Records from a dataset
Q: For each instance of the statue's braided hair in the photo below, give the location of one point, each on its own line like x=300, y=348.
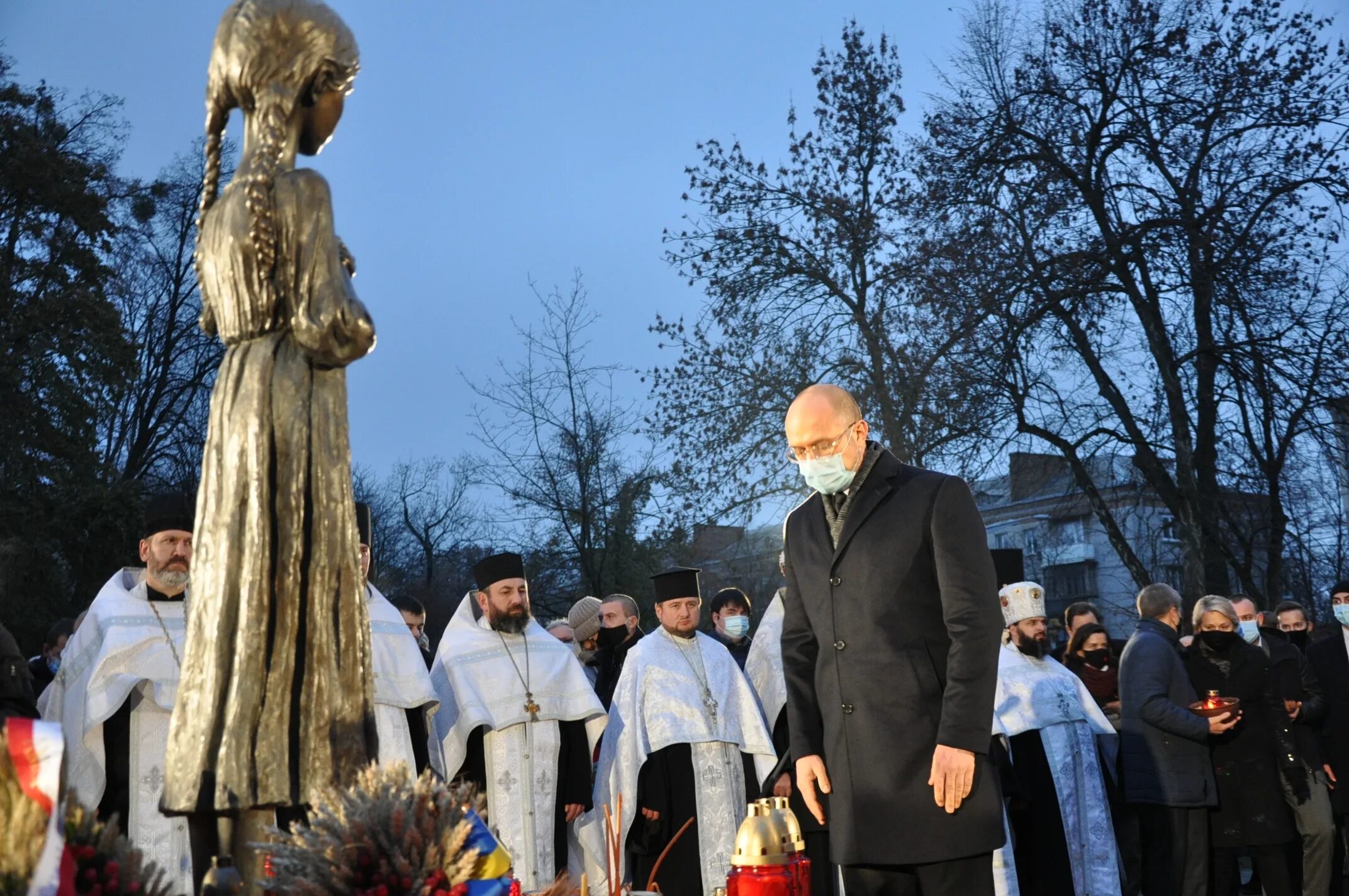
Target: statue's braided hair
x=269, y=56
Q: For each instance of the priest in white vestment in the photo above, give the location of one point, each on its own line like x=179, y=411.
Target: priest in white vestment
x=686, y=740
x=518, y=717
x=116, y=687
x=405, y=701
x=1062, y=837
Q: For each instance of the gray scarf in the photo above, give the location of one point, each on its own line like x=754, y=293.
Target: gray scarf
x=837, y=507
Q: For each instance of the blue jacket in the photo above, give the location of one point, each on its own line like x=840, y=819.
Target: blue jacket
x=1163, y=745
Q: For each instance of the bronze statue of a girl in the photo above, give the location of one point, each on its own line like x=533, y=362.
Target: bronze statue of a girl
x=276, y=693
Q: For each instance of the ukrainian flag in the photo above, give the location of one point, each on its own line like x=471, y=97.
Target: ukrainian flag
x=494, y=864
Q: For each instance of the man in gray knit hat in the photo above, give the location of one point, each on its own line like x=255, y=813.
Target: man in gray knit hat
x=585, y=619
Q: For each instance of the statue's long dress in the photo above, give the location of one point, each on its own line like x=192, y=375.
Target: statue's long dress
x=276, y=697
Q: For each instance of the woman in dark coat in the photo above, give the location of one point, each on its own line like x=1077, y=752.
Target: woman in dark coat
x=1248, y=759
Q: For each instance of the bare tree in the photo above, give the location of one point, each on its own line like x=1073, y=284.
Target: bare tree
x=564, y=451
x=431, y=498
x=1159, y=184
x=811, y=274
x=154, y=423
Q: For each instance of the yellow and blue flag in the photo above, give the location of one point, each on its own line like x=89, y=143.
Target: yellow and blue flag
x=494, y=863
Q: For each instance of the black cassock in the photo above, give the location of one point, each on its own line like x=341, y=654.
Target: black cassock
x=574, y=778
x=1043, y=866
x=666, y=785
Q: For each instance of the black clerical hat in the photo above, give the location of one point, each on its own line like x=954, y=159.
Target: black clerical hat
x=364, y=523
x=676, y=582
x=1008, y=566
x=169, y=512
x=497, y=567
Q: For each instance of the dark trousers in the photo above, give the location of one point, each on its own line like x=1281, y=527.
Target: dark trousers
x=971, y=876
x=1271, y=864
x=1174, y=848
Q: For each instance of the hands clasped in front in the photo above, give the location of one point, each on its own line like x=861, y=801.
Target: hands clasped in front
x=951, y=779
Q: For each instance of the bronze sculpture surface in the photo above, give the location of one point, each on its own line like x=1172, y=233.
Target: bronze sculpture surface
x=276, y=697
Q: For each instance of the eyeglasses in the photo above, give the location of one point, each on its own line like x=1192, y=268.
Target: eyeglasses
x=819, y=450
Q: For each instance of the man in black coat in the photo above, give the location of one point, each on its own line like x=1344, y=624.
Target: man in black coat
x=891, y=649
x=1166, y=773
x=1329, y=660
x=16, y=699
x=1305, y=706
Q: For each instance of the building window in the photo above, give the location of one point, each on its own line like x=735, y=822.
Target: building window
x=1070, y=530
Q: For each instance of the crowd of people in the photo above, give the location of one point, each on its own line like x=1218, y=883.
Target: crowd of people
x=929, y=734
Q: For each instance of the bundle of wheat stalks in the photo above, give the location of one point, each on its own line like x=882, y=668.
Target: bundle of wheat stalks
x=388, y=834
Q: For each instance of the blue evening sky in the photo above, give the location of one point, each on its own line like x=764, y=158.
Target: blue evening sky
x=491, y=142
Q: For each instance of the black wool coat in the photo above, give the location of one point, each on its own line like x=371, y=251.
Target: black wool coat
x=1331, y=663
x=1247, y=759
x=891, y=647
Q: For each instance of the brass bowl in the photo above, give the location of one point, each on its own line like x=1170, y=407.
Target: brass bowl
x=1225, y=705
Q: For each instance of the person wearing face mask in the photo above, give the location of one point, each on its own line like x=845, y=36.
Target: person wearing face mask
x=116, y=687
x=619, y=635
x=45, y=666
x=415, y=616
x=1056, y=741
x=1088, y=656
x=1329, y=659
x=1306, y=708
x=1294, y=624
x=1166, y=773
x=891, y=656
x=585, y=620
x=1251, y=759
x=732, y=622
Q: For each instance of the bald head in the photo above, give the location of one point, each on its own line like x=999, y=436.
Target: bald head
x=829, y=401
x=820, y=422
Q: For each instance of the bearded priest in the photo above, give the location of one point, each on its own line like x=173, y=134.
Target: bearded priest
x=1054, y=787
x=518, y=718
x=116, y=687
x=686, y=741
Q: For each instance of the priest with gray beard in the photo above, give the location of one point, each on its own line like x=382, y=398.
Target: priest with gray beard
x=116, y=687
x=518, y=718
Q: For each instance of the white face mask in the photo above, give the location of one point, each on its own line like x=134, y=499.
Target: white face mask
x=737, y=627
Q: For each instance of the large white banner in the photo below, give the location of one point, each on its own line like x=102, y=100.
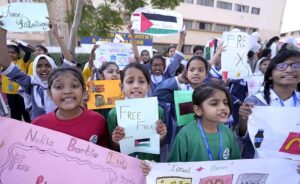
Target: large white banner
x=275, y=132
x=25, y=17
x=251, y=171
x=234, y=58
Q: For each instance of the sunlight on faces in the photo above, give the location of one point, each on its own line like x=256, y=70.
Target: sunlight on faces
x=112, y=72
x=196, y=72
x=43, y=69
x=288, y=77
x=214, y=109
x=135, y=84
x=157, y=67
x=66, y=92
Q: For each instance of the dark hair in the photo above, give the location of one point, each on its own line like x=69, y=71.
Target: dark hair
x=43, y=48
x=205, y=91
x=138, y=66
x=197, y=47
x=57, y=71
x=16, y=48
x=282, y=56
x=158, y=57
x=197, y=58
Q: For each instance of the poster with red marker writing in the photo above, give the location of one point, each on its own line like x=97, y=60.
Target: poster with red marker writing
x=32, y=154
x=275, y=132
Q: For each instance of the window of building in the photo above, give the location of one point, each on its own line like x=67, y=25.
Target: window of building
x=189, y=1
x=206, y=2
x=252, y=30
x=204, y=26
x=224, y=5
x=187, y=48
x=243, y=29
x=221, y=27
x=241, y=8
x=255, y=10
x=188, y=24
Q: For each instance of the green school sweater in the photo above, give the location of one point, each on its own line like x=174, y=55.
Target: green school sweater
x=112, y=123
x=189, y=145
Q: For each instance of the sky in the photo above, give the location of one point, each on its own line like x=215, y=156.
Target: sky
x=291, y=16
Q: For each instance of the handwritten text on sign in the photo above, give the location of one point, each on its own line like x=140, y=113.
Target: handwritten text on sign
x=25, y=17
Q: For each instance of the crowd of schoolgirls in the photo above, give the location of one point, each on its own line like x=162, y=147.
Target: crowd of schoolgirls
x=54, y=96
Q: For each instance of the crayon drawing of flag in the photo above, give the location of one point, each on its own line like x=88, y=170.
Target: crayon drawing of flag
x=156, y=22
x=142, y=142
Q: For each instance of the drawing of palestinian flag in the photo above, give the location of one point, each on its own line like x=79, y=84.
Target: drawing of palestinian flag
x=142, y=142
x=156, y=22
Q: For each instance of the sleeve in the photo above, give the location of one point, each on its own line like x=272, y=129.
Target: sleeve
x=174, y=65
x=104, y=135
x=165, y=90
x=15, y=74
x=179, y=150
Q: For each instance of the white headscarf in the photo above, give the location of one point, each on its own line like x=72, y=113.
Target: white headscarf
x=37, y=83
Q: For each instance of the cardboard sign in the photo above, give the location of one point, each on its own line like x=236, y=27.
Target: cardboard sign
x=234, y=58
x=184, y=107
x=275, y=132
x=25, y=17
x=156, y=22
x=119, y=53
x=32, y=154
x=138, y=117
x=103, y=94
x=258, y=171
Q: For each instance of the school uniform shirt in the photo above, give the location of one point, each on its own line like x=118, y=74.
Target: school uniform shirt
x=248, y=150
x=8, y=86
x=189, y=145
x=112, y=123
x=89, y=126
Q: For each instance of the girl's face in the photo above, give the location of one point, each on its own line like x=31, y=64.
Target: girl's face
x=171, y=52
x=196, y=72
x=214, y=109
x=13, y=54
x=157, y=67
x=66, y=92
x=43, y=69
x=145, y=57
x=135, y=84
x=287, y=77
x=38, y=51
x=263, y=67
x=111, y=73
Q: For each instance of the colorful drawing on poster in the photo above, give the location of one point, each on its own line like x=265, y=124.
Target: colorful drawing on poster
x=225, y=179
x=173, y=180
x=156, y=22
x=103, y=94
x=291, y=144
x=257, y=178
x=183, y=107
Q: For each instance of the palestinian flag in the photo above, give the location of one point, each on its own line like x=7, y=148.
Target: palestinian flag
x=156, y=22
x=142, y=142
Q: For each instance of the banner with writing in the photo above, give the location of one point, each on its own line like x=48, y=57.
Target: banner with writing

To be done
Please rewrite the lines starting at the one containing "Q: For each instance of the statue's long" and ending at the one containing "x=666, y=785" as a JSON list of strings, one string per line, with blank lines left out.

Response to the exercise
[
  "Q: For each instance of the statue's long dress in the photo above, give the location of one point, each on its own line like x=192, y=375.",
  "Target: statue's long dress",
  "x=276, y=697",
  "Q: For each instance of the woman in dark coat in the photo above, give the location of one point, each on its own line like x=1077, y=752.",
  "Target: woman in dark coat",
  "x=1248, y=759",
  "Q: For each instance of the bare tree in the photo above, give the location of one point, each on its own line like x=1073, y=284.",
  "Target: bare tree",
  "x=564, y=451",
  "x=431, y=498",
  "x=1159, y=184",
  "x=811, y=274",
  "x=154, y=423",
  "Q: For each instance of the yellow and blue flag in the photo above, give the location of one point, each on its own line like x=89, y=143.",
  "Target: yellow and blue flag",
  "x=494, y=863",
  "Q: For each instance of the black cassock in the photo above, give the location of one point, each on its own line like x=341, y=654.",
  "Target: black cassock",
  "x=574, y=778",
  "x=1043, y=866",
  "x=666, y=785"
]